» SET PROBLEM: Pull out each line of the data below that contains the word "tree", and copy those lines unchanged.
>>>
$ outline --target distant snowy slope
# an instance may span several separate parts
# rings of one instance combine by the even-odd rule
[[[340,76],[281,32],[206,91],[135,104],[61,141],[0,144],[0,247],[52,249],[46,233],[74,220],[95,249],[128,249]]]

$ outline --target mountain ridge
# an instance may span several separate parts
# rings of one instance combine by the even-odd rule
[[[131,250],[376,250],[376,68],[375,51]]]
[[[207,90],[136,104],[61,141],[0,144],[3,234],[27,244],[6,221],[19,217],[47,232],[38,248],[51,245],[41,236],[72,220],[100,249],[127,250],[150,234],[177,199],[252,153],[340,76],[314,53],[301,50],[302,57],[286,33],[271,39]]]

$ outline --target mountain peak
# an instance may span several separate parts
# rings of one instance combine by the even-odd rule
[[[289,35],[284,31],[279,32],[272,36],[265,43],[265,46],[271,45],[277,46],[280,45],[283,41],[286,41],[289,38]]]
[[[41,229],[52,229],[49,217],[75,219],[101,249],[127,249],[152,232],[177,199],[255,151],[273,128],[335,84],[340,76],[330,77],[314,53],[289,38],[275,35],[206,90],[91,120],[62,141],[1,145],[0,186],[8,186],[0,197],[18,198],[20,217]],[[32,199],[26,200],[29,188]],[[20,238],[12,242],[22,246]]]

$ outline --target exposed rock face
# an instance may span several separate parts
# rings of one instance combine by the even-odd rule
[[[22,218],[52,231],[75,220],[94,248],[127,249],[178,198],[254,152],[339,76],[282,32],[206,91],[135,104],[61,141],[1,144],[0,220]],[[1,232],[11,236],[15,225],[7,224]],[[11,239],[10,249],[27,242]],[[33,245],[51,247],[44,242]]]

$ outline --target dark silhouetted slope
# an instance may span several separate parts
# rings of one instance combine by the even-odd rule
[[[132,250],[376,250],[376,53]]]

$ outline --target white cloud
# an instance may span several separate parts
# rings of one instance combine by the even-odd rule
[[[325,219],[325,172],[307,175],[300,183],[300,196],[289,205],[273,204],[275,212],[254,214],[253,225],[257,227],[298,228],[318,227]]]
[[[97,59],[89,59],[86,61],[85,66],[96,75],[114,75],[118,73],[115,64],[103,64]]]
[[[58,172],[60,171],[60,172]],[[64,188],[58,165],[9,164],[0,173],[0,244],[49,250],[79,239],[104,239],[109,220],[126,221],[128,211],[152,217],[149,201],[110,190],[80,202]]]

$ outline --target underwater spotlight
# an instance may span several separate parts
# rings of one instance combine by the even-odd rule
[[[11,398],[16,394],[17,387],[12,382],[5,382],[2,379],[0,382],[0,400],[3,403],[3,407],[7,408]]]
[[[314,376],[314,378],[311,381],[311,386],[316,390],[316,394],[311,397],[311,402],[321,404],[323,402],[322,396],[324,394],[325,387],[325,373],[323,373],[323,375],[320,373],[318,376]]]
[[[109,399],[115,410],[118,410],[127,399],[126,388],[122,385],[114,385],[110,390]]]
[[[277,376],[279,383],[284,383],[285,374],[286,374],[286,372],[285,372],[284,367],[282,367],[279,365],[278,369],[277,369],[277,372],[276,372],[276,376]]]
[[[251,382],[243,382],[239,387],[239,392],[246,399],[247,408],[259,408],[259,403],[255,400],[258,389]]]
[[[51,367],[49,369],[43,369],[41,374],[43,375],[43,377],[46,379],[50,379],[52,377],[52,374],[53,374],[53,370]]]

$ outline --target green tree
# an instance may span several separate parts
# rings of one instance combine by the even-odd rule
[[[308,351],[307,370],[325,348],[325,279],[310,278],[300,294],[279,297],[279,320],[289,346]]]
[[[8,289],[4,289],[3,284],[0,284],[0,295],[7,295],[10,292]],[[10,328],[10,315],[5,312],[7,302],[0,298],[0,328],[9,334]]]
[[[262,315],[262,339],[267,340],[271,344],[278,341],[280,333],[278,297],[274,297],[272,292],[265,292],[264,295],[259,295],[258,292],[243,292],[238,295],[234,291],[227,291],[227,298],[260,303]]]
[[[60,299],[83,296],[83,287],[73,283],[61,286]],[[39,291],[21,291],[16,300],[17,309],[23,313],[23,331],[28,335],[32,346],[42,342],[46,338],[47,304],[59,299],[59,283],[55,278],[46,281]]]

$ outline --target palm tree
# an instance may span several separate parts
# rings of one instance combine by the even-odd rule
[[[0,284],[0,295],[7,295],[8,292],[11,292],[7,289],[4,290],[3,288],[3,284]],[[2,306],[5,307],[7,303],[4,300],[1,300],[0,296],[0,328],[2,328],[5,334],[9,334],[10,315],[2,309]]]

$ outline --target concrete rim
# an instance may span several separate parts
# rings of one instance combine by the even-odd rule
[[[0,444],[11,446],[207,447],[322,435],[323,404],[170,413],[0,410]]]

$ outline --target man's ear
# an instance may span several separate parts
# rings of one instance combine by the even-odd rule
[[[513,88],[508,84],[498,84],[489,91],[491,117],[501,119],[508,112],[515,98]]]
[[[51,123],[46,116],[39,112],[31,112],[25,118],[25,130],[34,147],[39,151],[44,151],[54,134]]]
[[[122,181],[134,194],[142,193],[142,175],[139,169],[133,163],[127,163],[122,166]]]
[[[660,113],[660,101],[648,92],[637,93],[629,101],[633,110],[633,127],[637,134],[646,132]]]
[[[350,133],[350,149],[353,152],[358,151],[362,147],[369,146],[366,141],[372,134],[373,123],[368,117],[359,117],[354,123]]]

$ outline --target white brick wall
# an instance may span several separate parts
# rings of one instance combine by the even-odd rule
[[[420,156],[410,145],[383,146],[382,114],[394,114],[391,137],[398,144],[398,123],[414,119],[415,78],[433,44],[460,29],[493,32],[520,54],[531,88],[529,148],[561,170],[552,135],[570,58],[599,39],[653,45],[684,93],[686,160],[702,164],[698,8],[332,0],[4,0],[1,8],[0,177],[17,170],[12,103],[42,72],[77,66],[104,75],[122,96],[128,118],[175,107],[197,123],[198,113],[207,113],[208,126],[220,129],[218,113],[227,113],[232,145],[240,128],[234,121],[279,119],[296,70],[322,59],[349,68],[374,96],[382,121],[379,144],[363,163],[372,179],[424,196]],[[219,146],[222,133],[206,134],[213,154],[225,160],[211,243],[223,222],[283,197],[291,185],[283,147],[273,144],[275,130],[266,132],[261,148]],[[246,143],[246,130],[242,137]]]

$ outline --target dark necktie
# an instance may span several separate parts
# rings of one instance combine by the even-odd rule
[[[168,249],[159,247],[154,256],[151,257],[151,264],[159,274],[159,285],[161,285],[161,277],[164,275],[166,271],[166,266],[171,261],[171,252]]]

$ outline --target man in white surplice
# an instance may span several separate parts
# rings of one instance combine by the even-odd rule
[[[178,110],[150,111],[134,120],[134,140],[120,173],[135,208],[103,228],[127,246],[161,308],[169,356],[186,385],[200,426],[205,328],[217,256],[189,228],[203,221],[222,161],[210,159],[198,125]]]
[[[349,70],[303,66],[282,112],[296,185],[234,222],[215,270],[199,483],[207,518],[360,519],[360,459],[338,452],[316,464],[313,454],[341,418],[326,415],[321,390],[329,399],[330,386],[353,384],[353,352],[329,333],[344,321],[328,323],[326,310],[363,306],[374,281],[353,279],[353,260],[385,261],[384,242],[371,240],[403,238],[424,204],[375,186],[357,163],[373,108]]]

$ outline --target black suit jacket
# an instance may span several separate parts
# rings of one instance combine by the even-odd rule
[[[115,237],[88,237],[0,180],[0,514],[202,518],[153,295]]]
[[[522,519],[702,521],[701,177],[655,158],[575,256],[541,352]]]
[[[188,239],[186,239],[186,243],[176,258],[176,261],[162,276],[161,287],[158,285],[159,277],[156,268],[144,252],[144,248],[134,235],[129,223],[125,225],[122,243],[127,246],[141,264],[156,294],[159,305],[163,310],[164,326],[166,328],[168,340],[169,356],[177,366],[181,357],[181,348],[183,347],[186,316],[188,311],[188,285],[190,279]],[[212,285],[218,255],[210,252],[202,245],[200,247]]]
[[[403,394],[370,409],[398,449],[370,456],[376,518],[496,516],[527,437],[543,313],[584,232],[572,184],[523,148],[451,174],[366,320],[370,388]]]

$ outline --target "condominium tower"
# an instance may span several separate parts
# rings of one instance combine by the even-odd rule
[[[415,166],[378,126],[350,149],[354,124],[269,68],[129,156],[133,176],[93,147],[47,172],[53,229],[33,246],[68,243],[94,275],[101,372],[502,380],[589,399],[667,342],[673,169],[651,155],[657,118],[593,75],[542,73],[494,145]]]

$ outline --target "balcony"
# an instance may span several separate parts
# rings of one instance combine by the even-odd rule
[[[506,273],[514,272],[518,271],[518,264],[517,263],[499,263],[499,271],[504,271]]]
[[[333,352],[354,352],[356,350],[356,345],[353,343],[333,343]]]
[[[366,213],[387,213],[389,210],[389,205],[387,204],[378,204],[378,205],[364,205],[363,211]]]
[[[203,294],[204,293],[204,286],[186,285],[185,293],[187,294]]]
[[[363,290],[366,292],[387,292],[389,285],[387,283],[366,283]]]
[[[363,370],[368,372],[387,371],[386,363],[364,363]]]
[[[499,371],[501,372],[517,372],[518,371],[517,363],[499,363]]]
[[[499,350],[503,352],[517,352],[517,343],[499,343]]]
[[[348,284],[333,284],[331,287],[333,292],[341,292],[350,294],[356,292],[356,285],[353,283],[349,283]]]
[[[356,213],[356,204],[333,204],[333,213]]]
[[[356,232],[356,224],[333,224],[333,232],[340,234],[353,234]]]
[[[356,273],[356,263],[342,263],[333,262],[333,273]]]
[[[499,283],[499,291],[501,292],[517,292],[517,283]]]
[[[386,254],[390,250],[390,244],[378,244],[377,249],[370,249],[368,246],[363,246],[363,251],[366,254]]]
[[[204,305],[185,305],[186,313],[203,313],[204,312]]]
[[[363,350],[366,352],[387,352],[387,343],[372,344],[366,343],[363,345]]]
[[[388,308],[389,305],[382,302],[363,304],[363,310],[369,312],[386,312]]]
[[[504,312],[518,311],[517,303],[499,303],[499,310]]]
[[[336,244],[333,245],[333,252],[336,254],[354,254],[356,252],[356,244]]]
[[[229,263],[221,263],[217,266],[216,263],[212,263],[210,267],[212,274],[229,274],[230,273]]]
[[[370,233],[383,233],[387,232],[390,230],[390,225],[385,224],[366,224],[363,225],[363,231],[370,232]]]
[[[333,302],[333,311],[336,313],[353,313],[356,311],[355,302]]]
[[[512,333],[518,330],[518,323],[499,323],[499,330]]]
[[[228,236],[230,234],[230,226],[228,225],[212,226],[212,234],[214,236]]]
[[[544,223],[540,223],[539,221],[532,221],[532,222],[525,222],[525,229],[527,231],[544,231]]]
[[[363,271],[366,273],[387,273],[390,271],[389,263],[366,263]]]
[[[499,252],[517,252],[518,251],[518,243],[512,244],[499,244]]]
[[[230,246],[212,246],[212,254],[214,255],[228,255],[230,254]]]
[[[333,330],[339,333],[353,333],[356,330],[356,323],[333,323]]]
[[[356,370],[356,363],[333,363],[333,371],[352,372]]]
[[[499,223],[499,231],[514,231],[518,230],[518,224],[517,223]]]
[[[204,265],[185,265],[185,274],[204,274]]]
<<<
» THE OUTPUT:
$ outline --target green tree
$ outline --target palm tree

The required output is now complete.